Exercise goal
Retype the complete listing exactly as it appears.

------------------------

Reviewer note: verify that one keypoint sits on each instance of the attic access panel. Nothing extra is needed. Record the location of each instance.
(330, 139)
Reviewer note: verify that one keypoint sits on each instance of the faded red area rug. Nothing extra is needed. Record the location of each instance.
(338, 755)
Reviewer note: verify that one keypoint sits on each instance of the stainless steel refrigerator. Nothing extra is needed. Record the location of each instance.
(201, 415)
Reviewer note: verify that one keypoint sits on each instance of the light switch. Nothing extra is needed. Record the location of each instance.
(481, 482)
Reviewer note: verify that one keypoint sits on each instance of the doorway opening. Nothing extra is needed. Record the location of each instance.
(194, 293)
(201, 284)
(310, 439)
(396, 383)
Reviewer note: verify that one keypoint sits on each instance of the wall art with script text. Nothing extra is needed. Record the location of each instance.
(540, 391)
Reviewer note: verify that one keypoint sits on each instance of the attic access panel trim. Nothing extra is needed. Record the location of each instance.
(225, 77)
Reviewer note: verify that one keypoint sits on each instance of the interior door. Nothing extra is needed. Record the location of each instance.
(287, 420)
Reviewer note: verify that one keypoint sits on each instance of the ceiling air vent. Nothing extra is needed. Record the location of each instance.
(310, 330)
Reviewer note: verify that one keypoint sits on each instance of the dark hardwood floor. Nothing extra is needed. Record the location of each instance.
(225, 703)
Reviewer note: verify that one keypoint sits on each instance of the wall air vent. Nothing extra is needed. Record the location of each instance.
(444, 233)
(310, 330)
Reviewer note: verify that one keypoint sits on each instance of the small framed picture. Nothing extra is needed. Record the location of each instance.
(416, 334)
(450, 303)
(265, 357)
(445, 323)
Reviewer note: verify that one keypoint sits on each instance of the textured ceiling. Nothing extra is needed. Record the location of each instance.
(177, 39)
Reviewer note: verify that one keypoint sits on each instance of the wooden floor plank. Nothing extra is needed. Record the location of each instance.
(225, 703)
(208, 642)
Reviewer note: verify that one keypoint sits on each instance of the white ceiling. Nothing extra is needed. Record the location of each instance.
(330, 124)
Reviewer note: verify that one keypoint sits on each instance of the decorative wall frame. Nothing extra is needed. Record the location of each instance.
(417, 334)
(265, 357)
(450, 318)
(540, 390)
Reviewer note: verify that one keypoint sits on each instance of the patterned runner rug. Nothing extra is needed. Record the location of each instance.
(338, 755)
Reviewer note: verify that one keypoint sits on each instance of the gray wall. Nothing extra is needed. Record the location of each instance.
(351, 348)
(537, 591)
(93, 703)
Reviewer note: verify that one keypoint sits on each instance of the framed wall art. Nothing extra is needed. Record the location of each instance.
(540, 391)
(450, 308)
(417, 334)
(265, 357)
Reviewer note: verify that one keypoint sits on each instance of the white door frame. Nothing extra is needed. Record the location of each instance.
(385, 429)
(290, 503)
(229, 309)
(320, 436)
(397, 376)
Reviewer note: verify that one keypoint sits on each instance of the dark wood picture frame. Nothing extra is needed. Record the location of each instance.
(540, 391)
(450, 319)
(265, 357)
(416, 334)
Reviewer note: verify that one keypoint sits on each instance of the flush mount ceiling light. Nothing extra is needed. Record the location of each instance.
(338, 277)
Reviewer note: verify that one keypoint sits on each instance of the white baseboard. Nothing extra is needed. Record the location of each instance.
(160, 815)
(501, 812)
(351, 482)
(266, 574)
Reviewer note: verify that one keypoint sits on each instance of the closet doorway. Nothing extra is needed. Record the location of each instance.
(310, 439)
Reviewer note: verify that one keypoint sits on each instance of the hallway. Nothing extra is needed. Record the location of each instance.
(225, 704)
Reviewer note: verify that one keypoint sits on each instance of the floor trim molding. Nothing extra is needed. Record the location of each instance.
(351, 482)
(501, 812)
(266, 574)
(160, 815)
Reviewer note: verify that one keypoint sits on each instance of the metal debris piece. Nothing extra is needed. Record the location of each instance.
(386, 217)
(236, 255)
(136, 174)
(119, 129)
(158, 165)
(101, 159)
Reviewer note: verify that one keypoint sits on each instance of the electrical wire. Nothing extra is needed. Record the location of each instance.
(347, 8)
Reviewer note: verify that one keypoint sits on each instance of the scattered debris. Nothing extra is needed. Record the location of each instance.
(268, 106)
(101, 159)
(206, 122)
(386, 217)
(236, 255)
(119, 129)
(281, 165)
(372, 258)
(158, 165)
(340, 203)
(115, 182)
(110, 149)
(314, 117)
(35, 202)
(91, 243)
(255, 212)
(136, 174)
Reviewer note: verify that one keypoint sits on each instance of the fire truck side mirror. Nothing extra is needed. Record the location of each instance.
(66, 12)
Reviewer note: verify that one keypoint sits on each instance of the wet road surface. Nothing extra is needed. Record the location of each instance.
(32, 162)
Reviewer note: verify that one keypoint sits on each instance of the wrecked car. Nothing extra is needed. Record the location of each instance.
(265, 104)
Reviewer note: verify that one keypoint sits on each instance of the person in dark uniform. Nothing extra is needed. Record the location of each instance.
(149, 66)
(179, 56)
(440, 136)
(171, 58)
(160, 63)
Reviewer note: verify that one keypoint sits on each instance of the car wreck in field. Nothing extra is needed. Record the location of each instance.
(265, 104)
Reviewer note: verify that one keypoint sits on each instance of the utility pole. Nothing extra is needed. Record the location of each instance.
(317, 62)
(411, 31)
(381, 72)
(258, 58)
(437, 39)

------------------------

Full answer
Reviewer note: verify that one keypoint sits on each instance of the attic access panel. Nothing extra is needed. Record the location of each instance.
(330, 139)
Reviewer note: verify that one keypoint sits on each instance of the faded red area rug. Nothing extra is needed. Record the location of each instance.
(338, 755)
Reviewer note: verify that one keypoint sits on each instance of the stainless steel refrigerator. Nothing extra is needed. Record the location of each instance.
(201, 415)
Reviewer note: verify that one keypoint sits on each instance of the light switch. Nothing extra is needed. Record the location of each instance.
(481, 482)
Reviewer note: verify that one keypoint sits on each instance of the doorway opening. Nothing extra is needed. Record the location of each instance.
(194, 293)
(201, 284)
(310, 439)
(396, 383)
Reviewer note: verify that one keypoint sits on each instance of the wall art with script text. Nothing extra is needed. Record the location of each instance.
(540, 391)
Reviewer note: verify that one keypoint sits on each instance of the attic access panel trim. Nothing extra is needed. Record the location of each instance.
(225, 77)
Reviewer note: verify that one keypoint sits on each instance of the interior door. Nothing extra is needed. Record the location of each instance.
(287, 420)
Reviewer note: verify that one keypoint sits on each instance of the ceiling air vent. Nothing extra is needed. Record the location of each instance.
(310, 330)
Reviewer note: verify that one keypoint sits on each instance of the dark hardwood floor. Nothing extra is needed. Record the location of each instance.
(225, 703)
Reviewer note: verify that one keypoint sits on each instance of the wall air vent. Nothing extra is needed. Record the location of each instance.
(444, 233)
(310, 330)
Reviewer note: verify that one keypoint sits on each instance of the small framed picture. Nothing extra is needed. Record the location of each instance.
(416, 334)
(450, 303)
(265, 357)
(445, 323)
Reviewer note: verify that one keypoint sits on each instance of the textured ceiling. Nothing extra is needed. Record the location of each instance.
(177, 39)
Reviewer note: verify that one keypoint sits on each instance of the wooden floor plank. Nothing extra is needed. Record the location of each instance.
(225, 703)
(208, 642)
Reviewer note: verify that one keypoint sits on each instance of the white ceiling. Nothing extra is needed. Record the location of each instance.
(330, 124)
Reviewer note: verify that one keypoint sits on each instance of the decorative wall frame. Nothing extra is needed. Record the location of each instance.
(417, 334)
(265, 357)
(450, 318)
(540, 390)
Reviewer note: verify that one keypoint sits on each instance of the patterned runner rug. Nothing extra is needed. Record the location of each instance.
(338, 755)
Reviewer note: verify that one keypoint sits on each instance of the gray wall. Nothing extra is needed. Record the location of each instance.
(351, 348)
(537, 591)
(93, 703)
Reviewer note: verify that one keypoint sits on each instance of the framed wall art. Nothing extra is needed. Record the location of each instance.
(540, 391)
(450, 308)
(417, 334)
(265, 357)
Reviewer note: verify that one keypoint sits on each instance of the white door frame. Nothing extra is needed. Record the location of each instance.
(385, 429)
(290, 503)
(229, 309)
(320, 436)
(397, 376)
Reviewer note: verify that one keypoint sits on each instance of the dark wood picture frame. Nothing extra is needed. Record the location of each instance.
(540, 391)
(450, 319)
(265, 357)
(416, 334)
Reviewer note: verify that one keypoint sits on each instance of the flush mount ceiling light. Nothing extra is needed. Record the location of each instance.
(338, 277)
Reviewer note: verify that one keypoint sits on each instance of the white baseboard. Nothing extra is needed. Record the location of each instance.
(160, 815)
(501, 812)
(351, 482)
(266, 574)
Reviewer note: verify that one keypoint sits on each instance of the closet doorway. Nothing extra is needed. Record the location of each instance.
(310, 439)
Reviewer note: verify that one keypoint sits on each instance of the hallway. Nothing extra is needed. Record the location of each instance.
(225, 704)
Reviewer note: verify that one keypoint sits on each instance of the floor trim molding. Nothing extra is needed. Record the location of each instance.
(351, 482)
(501, 812)
(266, 574)
(160, 815)
Reviewer note: verify that one keypoint sits on each instance of the metal debris piece. Nothing extra is needed. Record the location of each instance.
(386, 217)
(236, 255)
(136, 174)
(119, 129)
(158, 165)
(101, 159)
Reviewer note: verify that one keypoint sits on each instance of the electrical wire. Nothing extra is needed. Record the location of each instance.
(347, 8)
Reviewer note: verify that one keypoint sits on each instance of the scattered debris. Nothing extra is needed. Record the location of each instance.
(268, 106)
(101, 159)
(206, 122)
(386, 217)
(236, 255)
(119, 129)
(281, 165)
(372, 258)
(158, 165)
(340, 203)
(115, 182)
(110, 149)
(314, 117)
(35, 202)
(91, 243)
(255, 212)
(136, 174)
Reviewer note: verify that one keypoint sits on each instance of the fire truck side mirror. Nothing extra is needed. Record the location of each instance.
(66, 12)
Reviewer note: verify that one keypoint sits on each instance of the wet road surface. Nothing extra is needed. Record the location of each instance.
(32, 162)
Reviewer note: verify that one keypoint sits on each instance of the wrecked car. Nothing extra is needed. Record the location of each instance.
(265, 104)
Reviewer note: verify that one keypoint sits on each instance of the person in dark uniform. Nothing extra is needed. Record the location of each instance.
(149, 66)
(179, 56)
(440, 136)
(171, 58)
(160, 63)
Reviewer note: verify that one keypoint sits on each instance of the car wreck in field. Nothing extra is needed. Record the location of each instance.
(265, 104)
Reviewer note: verify that one keypoint sits on each instance of the utility pole. Nothing extra is needed. Record the location of each instance.
(317, 62)
(411, 31)
(381, 72)
(258, 58)
(437, 39)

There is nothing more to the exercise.